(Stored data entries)
__________
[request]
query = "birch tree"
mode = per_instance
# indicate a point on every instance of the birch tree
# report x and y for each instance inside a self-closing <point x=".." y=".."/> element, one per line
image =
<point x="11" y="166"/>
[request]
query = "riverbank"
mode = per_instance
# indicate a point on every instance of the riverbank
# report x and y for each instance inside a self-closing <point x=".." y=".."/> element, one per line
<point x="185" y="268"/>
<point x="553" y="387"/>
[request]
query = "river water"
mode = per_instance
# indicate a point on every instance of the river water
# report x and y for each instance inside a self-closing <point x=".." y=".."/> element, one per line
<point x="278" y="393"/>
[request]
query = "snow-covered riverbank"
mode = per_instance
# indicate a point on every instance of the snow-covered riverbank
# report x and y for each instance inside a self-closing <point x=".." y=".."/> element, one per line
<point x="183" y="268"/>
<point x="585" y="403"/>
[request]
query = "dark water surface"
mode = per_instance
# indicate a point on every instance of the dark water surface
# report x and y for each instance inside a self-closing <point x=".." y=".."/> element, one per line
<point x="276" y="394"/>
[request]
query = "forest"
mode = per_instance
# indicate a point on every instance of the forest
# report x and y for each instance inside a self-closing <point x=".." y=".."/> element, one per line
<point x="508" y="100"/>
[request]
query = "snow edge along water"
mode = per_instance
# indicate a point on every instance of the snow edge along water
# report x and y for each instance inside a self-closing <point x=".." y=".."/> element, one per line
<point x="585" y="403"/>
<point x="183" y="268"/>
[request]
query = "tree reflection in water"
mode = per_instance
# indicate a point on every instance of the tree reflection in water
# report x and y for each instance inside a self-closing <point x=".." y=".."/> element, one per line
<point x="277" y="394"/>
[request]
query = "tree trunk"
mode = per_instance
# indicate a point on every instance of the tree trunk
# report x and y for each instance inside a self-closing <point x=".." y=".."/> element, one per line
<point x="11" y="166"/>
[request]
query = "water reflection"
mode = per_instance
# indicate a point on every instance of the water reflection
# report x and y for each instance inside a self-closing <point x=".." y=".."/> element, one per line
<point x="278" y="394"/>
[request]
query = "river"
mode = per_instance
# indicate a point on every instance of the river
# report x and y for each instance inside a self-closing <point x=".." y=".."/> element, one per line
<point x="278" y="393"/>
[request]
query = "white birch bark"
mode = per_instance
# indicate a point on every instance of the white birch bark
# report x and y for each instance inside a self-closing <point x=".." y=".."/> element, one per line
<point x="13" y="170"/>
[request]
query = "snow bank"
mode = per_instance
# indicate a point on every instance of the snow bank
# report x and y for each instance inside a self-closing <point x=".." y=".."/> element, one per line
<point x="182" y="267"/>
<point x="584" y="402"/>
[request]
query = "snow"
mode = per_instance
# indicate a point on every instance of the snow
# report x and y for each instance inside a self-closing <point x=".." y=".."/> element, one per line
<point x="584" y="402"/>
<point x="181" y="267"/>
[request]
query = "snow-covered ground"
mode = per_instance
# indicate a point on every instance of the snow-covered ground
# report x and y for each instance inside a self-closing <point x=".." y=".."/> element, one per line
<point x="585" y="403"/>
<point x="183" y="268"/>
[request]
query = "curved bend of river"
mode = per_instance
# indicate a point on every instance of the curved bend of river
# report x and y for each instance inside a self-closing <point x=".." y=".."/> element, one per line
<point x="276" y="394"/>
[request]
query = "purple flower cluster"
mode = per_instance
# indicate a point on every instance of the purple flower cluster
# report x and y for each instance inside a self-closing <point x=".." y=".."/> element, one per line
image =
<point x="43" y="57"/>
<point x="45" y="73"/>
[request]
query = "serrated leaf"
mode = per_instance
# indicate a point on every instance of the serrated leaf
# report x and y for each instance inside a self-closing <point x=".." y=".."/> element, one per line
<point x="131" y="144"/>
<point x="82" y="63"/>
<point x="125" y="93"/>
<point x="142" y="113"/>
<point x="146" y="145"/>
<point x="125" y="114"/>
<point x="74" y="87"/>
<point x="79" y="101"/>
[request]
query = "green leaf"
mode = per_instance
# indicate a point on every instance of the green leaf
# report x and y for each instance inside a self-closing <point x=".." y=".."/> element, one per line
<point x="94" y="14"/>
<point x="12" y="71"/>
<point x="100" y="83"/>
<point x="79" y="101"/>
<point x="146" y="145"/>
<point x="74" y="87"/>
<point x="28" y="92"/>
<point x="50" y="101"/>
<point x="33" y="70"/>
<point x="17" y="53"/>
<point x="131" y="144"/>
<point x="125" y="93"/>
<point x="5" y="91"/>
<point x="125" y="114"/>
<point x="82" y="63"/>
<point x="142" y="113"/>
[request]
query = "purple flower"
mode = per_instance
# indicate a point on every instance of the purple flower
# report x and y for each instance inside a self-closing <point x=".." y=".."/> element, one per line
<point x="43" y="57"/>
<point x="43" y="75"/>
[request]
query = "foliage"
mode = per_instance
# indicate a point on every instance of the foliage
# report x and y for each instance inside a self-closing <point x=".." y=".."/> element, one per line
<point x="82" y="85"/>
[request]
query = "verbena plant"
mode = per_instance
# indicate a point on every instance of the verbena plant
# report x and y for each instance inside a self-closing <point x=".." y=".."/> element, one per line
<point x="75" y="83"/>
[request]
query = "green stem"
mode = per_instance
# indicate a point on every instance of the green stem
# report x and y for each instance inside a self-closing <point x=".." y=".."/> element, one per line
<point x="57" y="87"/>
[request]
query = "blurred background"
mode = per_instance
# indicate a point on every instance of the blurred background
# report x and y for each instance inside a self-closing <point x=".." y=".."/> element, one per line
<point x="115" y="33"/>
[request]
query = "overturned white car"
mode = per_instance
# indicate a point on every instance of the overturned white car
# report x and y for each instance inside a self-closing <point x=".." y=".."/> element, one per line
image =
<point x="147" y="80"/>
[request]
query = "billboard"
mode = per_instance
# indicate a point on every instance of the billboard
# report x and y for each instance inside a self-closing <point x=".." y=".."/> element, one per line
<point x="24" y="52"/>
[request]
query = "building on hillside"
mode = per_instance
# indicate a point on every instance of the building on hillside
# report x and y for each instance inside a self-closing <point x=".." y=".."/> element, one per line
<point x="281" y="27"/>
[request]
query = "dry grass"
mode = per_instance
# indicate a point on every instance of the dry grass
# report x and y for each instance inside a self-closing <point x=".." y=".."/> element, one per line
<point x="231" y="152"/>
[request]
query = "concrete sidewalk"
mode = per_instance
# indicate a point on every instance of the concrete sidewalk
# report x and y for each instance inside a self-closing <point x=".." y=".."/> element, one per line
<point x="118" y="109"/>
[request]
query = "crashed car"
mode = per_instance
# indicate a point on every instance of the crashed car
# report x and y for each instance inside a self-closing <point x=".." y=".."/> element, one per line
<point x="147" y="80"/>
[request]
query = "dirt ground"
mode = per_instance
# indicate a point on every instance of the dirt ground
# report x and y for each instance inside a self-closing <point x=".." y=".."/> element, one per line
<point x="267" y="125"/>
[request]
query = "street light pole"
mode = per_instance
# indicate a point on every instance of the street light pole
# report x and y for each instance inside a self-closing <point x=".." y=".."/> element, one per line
__________
- _Exercise brief_
What you return must match the data word for word.

- _Exercise output_
[request]
query = "birch tree"
mode = per_instance
# indicate a point on every instance of the birch tree
# report x and y for each instance inside a self-closing <point x=".." y=".."/> element, one per line
image =
<point x="11" y="166"/>
[request]
query = "riverbank"
mode = per_instance
# indicate a point on every instance of the riverbank
# report x and y for each instance inside a self-closing <point x=".." y=".."/> element, one per line
<point x="185" y="268"/>
<point x="553" y="387"/>
[request]
query = "river water"
mode = per_instance
# indicate a point on every instance of the river water
# report x and y for each instance inside a self-closing <point x=".." y=".."/> element, one per line
<point x="278" y="393"/>
[request]
query = "snow-covered riverbank"
mode = per_instance
# indicate a point on every instance of the snow-covered riverbank
# report x and y for each instance inside a self-closing <point x=".." y=".."/> element, one per line
<point x="183" y="268"/>
<point x="585" y="403"/>
[request]
query = "dark water surface"
mode = per_instance
# indicate a point on every instance of the dark water surface
# report x and y for each instance inside a self-closing <point x=".." y=".."/> element, one per line
<point x="276" y="394"/>
[request]
query = "forest"
mode = per_instance
# indicate a point on every instance of the forest
# report x and y for each instance inside a self-closing <point x=".." y=".."/> element, one per line
<point x="508" y="100"/>
[request]
query = "snow edge along water"
mode = per_instance
# indicate a point on every instance of the snow edge along water
# report x and y for each instance inside a self-closing <point x=".." y=".."/> element, one per line
<point x="585" y="403"/>
<point x="183" y="268"/>
[request]
query = "tree reflection in water"
mode = per_instance
# indicate a point on every instance of the tree reflection in water
# report x and y for each instance inside a self-closing <point x=".." y=".."/> element, one per line
<point x="277" y="394"/>
[request]
query = "tree trunk"
mode = per_instance
# indicate a point on every instance of the tree trunk
# report x and y for each instance inside a self-closing <point x=".." y=".."/> element, one per line
<point x="11" y="166"/>
[request]
query = "water reflection"
mode = per_instance
# indicate a point on every instance of the water reflection
# report x and y for each instance inside a self-closing <point x=".." y=".."/> element, one per line
<point x="278" y="394"/>
[request]
query = "river"
mode = per_instance
# indicate a point on every instance of the river
# report x and y for each instance inside a self-closing <point x=".." y=".."/> element, one per line
<point x="278" y="393"/>
[request]
query = "white birch bark"
mode = per_instance
# indicate a point on every instance of the white birch bark
# report x and y for each instance inside a self-closing <point x=".." y=".."/> element, one per line
<point x="13" y="170"/>
[request]
query = "snow bank"
mode = per_instance
# indicate a point on every instance of the snow bank
# report x and y for each instance inside a self-closing <point x=".." y=".."/> element, one per line
<point x="182" y="267"/>
<point x="584" y="402"/>
[request]
query = "snow"
mode = per_instance
# indicate a point on every instance of the snow
# report x and y for each instance inside a self-closing <point x=".." y=".."/> element, one per line
<point x="584" y="402"/>
<point x="181" y="267"/>
[request]
query = "snow-covered ground"
mode = per_instance
# indicate a point on every instance of the snow-covered ground
# report x and y for each instance inside a self-closing <point x=".." y=".."/> element, one per line
<point x="585" y="403"/>
<point x="183" y="268"/>
[request]
query = "curved bend of river"
mode = per_instance
# indicate a point on every instance of the curved bend of river
# report x and y for each instance inside a self-closing <point x=".." y=".."/> element, one per line
<point x="276" y="394"/>
[request]
query = "purple flower cluster"
mode = per_instance
# indicate a point on every instance of the purple flower cluster
# report x and y for each instance inside a self-closing <point x=".." y=".."/> element, one per line
image =
<point x="43" y="57"/>
<point x="45" y="73"/>
[request]
query = "serrated leaf"
mode = per_instance
# indicate a point on every instance of the serrated leaf
# report x and y for each instance inside a self-closing <point x=".." y=".."/> element, one per line
<point x="131" y="144"/>
<point x="82" y="63"/>
<point x="125" y="93"/>
<point x="142" y="113"/>
<point x="146" y="145"/>
<point x="125" y="114"/>
<point x="74" y="87"/>
<point x="79" y="101"/>
[request]
query = "green leaf"
mode = per_instance
# indicate a point on every instance of the green leaf
# report x and y for each instance inside a self-closing <point x=".." y=".."/> element, one per line
<point x="94" y="14"/>
<point x="12" y="71"/>
<point x="100" y="83"/>
<point x="79" y="101"/>
<point x="146" y="145"/>
<point x="74" y="87"/>
<point x="28" y="92"/>
<point x="50" y="101"/>
<point x="33" y="70"/>
<point x="17" y="53"/>
<point x="131" y="144"/>
<point x="125" y="93"/>
<point x="5" y="91"/>
<point x="125" y="114"/>
<point x="82" y="63"/>
<point x="142" y="113"/>
[request]
query = "purple flower"
mode = per_instance
# indicate a point on every instance of the purple flower
# report x and y for each instance inside a self-closing <point x=".." y=".."/> element, one per line
<point x="43" y="57"/>
<point x="43" y="75"/>
[request]
query = "foliage"
mode = per_instance
# indicate a point on every instance of the foliage
# report x and y for each instance inside a self-closing <point x=".." y=".."/> element, one per line
<point x="82" y="85"/>
[request]
query = "verbena plant"
mode = per_instance
# indicate a point on every instance of the verbena plant
# report x and y for each instance inside a self-closing <point x=".." y=".."/> element, one per line
<point x="75" y="83"/>
[request]
query = "green stem"
mode = per_instance
# indicate a point on every instance of the green stem
# report x and y for each instance inside a self-closing <point x=".." y=".."/> element, one per line
<point x="57" y="87"/>
[request]
query = "blurred background"
mode = per_instance
# indicate a point on every instance of the blurred background
# report x and y for each instance inside a self-closing <point x=".." y=".."/> element, one per line
<point x="115" y="33"/>
[request]
query = "overturned white car"
mode = per_instance
# indicate a point on every instance of the overturned white car
# report x and y for each instance inside a self-closing <point x=".." y=".."/> element, one per line
image =
<point x="147" y="80"/>
[request]
query = "billboard"
mode = per_instance
# indicate a point on every instance of the billboard
# report x and y for each instance inside a self-closing <point x=".." y=".."/> element, one per line
<point x="24" y="52"/>
[request]
query = "building on hillside"
mode = per_instance
# indicate a point on every instance of the building on hillside
# report x and y for each instance inside a self-closing <point x=".." y=".."/> element, one per line
<point x="281" y="27"/>
[request]
query = "dry grass"
mode = per_instance
# indicate a point on every instance of the dry grass
# report x and y for each instance inside a self-closing <point x=".." y=".."/> element, one per line
<point x="231" y="152"/>
[request]
query = "concrete sidewalk"
mode = per_instance
# indicate a point on every instance of the concrete sidewalk
# report x and y for each instance inside a self-closing <point x=".." y=".."/> element, one per line
<point x="118" y="109"/>
[request]
query = "crashed car"
mode = per_instance
# indicate a point on every instance of the crashed car
# report x and y for each instance inside a self-closing <point x=".." y=".."/> element, one per line
<point x="147" y="80"/>
[request]
query = "dirt ground"
mode = per_instance
# indicate a point on every instance of the dirt ground
# report x and y for each instance inside a self-closing <point x=".." y=".."/> element, one per line
<point x="267" y="125"/>
[request]
query = "street light pole"
mode = per_instance
# indicate a point on every instance of the street light pole
# report x and y for each instance inside a self-closing <point x=".." y=".."/> element, one per line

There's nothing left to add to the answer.